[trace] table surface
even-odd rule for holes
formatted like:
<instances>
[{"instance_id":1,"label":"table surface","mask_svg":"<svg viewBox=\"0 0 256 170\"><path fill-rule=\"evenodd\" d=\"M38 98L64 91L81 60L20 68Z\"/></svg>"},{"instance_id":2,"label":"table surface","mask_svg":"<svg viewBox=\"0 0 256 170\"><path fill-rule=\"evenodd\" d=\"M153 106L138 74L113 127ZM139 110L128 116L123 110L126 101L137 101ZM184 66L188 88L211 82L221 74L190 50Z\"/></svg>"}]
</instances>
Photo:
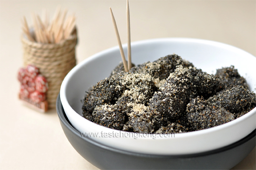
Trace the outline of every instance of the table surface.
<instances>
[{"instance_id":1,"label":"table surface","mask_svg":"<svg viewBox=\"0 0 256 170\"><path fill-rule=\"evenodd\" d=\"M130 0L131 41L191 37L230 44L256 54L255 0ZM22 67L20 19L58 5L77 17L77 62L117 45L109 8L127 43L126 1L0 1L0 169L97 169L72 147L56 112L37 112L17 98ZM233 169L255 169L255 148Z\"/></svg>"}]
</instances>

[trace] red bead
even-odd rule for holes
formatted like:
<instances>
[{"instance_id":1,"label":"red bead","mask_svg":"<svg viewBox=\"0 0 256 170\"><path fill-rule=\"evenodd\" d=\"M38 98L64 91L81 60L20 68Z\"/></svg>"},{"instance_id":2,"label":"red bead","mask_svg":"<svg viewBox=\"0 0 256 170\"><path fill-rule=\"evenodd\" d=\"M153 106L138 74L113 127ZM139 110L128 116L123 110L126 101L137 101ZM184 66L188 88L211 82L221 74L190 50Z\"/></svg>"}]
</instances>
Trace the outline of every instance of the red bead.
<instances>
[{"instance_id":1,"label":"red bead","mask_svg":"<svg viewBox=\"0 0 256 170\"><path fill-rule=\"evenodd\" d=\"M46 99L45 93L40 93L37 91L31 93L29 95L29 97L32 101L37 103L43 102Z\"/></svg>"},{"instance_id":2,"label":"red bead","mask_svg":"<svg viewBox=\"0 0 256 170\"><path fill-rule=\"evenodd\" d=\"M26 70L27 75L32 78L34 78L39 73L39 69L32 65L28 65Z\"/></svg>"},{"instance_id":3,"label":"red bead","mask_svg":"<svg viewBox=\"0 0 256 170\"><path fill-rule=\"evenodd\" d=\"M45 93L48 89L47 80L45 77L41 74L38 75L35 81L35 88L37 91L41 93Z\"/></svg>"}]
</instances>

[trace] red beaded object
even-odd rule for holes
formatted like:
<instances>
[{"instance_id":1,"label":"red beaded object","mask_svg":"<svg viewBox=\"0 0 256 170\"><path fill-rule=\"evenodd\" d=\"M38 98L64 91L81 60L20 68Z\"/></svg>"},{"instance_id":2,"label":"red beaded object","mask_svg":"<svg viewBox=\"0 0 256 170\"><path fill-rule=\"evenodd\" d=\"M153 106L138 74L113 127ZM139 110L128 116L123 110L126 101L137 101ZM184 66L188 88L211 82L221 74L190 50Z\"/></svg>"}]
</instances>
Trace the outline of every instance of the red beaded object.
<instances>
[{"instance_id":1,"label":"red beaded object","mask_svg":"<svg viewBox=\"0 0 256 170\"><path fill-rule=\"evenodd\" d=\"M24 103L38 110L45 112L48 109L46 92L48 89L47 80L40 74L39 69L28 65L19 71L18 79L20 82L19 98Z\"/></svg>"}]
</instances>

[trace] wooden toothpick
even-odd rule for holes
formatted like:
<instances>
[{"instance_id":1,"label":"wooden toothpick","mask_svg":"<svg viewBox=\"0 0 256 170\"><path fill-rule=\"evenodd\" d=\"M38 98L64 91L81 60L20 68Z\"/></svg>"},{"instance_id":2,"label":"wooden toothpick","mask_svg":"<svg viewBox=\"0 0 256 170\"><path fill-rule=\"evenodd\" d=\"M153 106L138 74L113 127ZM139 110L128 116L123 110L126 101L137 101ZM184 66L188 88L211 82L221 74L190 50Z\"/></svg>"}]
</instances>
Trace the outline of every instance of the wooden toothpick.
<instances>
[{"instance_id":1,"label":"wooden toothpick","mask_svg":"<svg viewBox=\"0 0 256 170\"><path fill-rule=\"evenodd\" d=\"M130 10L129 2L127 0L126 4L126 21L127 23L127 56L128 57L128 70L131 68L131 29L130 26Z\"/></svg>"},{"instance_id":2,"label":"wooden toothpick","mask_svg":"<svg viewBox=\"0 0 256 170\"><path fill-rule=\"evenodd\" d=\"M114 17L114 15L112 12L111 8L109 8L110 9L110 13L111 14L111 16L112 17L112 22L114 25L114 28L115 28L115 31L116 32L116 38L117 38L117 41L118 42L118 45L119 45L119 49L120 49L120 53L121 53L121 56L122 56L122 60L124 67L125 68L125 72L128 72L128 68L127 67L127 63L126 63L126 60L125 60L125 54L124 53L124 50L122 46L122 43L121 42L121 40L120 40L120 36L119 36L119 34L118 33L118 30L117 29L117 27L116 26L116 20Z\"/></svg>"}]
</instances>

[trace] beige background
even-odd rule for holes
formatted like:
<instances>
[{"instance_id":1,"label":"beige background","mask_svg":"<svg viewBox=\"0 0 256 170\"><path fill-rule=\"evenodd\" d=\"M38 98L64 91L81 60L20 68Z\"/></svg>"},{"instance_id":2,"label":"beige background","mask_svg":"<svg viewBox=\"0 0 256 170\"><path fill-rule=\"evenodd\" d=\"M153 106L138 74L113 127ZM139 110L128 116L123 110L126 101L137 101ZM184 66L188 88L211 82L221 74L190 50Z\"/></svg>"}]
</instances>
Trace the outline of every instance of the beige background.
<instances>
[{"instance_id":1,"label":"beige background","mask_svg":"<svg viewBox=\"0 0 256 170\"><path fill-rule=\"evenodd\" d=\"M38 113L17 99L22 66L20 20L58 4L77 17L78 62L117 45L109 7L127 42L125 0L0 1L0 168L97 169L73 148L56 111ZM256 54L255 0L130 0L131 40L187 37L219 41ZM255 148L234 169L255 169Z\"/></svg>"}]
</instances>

::::::::::

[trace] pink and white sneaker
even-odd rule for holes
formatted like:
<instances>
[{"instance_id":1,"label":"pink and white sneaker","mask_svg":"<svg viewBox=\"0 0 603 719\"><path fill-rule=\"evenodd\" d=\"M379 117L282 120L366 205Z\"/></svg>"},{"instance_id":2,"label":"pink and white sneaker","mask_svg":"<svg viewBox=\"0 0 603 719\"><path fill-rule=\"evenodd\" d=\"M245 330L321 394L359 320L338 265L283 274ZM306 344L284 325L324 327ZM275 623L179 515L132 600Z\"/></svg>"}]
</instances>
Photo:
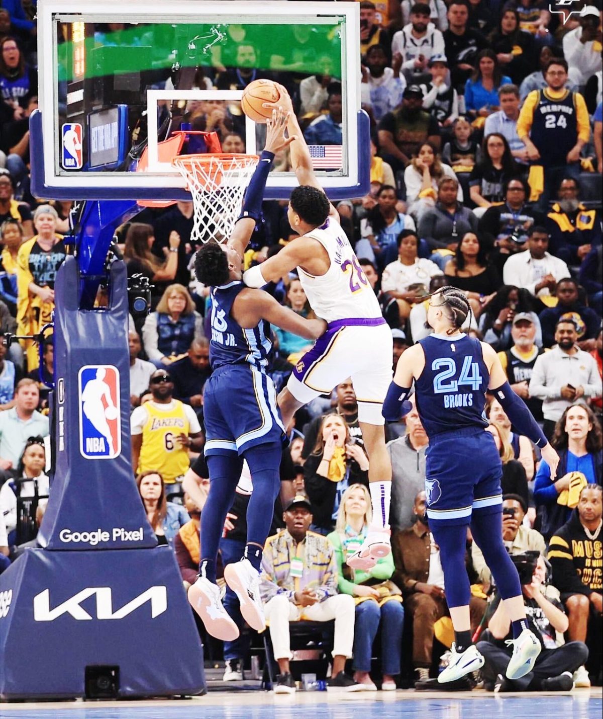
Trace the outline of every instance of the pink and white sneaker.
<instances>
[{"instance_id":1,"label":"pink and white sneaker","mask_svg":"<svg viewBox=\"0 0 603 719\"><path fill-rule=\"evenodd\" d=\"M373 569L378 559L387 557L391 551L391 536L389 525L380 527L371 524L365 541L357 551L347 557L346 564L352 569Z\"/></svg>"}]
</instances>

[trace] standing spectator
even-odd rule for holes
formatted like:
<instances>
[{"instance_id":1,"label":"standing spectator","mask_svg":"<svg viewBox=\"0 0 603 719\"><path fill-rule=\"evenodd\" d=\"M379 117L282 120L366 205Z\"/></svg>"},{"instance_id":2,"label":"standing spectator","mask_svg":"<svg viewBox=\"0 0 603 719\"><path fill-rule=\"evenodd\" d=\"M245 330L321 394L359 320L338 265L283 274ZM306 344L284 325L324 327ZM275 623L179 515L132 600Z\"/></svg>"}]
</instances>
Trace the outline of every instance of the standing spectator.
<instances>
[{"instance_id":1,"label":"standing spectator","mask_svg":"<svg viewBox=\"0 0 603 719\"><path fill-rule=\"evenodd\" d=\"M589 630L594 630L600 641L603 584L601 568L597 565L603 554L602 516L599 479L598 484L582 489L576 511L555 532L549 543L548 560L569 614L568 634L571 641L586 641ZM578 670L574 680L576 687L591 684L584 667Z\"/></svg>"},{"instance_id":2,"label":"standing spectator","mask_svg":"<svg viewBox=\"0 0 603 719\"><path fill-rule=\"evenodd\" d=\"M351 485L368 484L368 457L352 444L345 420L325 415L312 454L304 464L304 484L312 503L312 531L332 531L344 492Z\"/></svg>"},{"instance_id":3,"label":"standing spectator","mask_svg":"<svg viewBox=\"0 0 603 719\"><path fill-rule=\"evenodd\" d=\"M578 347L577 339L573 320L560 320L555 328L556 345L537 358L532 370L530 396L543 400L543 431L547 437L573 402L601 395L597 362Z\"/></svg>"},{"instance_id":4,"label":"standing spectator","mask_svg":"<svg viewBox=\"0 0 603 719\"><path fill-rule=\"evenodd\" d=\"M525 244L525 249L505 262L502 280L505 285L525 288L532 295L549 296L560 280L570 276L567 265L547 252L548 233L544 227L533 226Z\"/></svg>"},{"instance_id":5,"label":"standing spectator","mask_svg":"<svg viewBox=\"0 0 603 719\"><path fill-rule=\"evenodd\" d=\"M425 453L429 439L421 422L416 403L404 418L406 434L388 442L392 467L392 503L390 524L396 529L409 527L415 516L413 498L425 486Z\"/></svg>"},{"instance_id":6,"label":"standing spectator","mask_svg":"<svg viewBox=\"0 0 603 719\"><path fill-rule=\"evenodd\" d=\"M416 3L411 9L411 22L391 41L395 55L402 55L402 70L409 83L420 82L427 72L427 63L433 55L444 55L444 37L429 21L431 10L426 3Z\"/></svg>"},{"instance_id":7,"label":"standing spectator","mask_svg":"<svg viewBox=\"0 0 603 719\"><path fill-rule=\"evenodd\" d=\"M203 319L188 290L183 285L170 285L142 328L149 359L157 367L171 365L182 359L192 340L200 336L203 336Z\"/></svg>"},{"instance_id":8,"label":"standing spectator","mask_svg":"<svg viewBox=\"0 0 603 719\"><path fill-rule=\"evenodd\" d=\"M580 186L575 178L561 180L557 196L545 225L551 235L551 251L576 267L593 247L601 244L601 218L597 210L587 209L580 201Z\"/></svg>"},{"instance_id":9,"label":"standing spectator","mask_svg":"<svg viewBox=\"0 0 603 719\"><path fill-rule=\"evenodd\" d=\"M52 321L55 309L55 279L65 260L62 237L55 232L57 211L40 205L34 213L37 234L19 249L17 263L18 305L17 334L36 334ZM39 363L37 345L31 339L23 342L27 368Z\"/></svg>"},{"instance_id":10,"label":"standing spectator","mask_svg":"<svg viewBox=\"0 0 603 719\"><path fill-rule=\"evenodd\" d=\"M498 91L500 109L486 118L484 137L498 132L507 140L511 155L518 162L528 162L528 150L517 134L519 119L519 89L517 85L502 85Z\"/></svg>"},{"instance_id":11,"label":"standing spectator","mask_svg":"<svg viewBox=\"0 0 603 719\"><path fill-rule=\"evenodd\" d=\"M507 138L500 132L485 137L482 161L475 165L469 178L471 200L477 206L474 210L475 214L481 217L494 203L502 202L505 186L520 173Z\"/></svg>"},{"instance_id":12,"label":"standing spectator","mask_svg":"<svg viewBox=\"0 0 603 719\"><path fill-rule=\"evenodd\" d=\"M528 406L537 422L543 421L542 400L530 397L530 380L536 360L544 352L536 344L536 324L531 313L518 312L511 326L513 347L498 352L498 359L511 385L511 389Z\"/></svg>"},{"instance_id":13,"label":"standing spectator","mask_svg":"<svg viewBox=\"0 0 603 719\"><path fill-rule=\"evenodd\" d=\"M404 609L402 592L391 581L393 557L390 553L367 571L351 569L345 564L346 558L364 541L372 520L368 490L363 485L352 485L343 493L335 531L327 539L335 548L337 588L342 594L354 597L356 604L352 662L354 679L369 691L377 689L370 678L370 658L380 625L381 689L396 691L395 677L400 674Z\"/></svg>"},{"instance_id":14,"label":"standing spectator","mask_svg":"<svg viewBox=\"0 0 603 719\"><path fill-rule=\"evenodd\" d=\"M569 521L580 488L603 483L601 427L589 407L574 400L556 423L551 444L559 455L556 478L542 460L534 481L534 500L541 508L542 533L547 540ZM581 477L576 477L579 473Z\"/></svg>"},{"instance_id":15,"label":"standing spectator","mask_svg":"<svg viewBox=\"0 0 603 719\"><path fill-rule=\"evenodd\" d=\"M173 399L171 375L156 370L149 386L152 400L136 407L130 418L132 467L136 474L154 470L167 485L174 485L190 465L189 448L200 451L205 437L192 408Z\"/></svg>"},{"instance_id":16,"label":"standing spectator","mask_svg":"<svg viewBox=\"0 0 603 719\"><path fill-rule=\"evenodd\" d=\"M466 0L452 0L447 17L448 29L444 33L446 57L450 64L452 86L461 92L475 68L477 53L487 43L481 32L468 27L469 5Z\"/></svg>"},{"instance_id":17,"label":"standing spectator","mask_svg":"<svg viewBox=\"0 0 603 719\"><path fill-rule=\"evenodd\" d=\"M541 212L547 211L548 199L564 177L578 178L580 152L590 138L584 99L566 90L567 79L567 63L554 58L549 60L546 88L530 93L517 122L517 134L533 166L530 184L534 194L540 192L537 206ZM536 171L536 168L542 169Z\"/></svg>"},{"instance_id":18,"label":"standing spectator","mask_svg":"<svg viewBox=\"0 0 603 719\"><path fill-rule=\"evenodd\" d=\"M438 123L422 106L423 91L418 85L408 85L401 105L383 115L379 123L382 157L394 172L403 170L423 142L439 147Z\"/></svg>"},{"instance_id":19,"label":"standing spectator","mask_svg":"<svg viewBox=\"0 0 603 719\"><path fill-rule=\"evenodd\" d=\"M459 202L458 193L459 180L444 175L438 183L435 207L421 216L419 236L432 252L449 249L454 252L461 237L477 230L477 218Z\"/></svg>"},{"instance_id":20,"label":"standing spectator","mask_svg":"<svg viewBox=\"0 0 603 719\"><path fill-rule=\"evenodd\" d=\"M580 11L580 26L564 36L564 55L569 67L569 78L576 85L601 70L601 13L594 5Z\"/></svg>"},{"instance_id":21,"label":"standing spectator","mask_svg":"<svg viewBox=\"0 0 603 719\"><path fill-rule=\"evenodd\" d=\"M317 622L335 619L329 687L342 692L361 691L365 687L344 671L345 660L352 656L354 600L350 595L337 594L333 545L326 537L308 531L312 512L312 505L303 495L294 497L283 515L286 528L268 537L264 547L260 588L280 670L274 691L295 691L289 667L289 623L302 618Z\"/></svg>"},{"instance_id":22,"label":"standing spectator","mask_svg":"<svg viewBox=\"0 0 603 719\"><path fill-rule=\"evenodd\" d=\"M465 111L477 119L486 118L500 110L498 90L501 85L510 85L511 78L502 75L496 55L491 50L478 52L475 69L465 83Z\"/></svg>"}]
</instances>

::::::::::

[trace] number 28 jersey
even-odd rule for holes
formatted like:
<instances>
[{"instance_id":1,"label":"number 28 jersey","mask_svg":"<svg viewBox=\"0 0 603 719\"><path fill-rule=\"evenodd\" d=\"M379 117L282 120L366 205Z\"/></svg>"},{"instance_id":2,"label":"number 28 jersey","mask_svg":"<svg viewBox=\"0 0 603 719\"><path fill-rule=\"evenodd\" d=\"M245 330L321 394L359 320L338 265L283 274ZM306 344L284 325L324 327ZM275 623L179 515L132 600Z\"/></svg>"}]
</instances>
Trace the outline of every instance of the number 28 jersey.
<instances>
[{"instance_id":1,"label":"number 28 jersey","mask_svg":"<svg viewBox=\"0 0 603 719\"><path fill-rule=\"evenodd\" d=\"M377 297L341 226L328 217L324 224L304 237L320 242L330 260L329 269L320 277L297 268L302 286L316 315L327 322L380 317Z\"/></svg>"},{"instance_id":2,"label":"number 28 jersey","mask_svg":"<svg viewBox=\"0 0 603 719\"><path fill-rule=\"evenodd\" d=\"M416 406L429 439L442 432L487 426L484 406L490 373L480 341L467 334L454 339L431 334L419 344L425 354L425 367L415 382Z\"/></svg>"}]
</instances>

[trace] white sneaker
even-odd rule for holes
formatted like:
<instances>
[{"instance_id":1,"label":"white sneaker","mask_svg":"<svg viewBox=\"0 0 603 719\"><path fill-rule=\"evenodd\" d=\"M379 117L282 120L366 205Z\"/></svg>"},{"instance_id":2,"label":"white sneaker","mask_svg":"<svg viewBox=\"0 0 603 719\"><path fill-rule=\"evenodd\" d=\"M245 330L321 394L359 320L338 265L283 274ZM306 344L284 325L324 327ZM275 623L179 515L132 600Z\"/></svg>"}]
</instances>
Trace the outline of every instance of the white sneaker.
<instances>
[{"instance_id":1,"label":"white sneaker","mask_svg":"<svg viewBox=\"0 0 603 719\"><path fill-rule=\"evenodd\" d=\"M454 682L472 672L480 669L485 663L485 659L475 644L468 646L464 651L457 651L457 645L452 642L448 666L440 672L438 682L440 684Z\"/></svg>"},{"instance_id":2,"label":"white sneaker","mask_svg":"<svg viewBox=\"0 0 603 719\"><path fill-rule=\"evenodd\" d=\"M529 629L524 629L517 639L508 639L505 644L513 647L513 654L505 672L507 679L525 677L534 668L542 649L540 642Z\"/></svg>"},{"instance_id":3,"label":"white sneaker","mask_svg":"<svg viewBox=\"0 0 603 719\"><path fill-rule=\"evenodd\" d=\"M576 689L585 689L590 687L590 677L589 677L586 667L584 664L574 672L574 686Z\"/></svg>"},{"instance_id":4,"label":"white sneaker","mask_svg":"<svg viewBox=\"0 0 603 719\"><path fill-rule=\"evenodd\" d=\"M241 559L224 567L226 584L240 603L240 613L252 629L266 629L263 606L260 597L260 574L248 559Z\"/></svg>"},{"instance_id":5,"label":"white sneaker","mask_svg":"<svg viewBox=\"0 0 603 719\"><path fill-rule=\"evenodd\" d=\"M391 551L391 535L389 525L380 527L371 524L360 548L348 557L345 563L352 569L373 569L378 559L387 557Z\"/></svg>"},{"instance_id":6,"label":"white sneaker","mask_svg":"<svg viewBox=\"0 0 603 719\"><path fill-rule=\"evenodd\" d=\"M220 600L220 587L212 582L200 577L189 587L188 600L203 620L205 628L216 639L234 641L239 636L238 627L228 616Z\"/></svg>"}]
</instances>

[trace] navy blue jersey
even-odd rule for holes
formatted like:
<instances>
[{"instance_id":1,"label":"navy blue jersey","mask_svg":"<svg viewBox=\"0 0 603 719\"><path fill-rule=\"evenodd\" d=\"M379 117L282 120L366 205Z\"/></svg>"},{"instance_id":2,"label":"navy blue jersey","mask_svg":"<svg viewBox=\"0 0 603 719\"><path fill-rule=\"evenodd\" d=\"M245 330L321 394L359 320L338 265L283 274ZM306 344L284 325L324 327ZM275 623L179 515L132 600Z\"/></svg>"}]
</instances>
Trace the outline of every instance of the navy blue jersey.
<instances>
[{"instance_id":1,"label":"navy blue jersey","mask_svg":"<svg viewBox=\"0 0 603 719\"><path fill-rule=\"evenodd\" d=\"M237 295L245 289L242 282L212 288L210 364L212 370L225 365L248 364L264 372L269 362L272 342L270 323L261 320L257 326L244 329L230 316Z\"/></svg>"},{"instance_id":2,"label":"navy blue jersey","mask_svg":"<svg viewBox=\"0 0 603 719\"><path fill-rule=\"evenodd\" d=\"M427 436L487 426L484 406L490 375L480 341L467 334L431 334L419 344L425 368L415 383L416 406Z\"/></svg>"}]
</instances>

::::::::::

Given request ▸ Rewrite the material from the line with "[trace] beige background" to the line with "Trace the outline of every instance of the beige", swapping "beige background" for "tan background" wherever it appears and leaving everything else as it is.

Task result ▸
[trace] tan background
even-odd rule for holes
formatted like:
<instances>
[{"instance_id":1,"label":"tan background","mask_svg":"<svg viewBox=\"0 0 256 170\"><path fill-rule=\"evenodd\" d=\"M38 98L64 91L81 60L20 68Z\"/></svg>"},{"instance_id":2,"label":"tan background","mask_svg":"<svg viewBox=\"0 0 256 170\"><path fill-rule=\"evenodd\" d=\"M153 106L138 74L113 127ZM139 110L128 116L123 110L126 101L137 101ZM184 66L188 88L211 82L221 74L190 50Z\"/></svg>"}]
</instances>
Trace the outline of every instance of the tan background.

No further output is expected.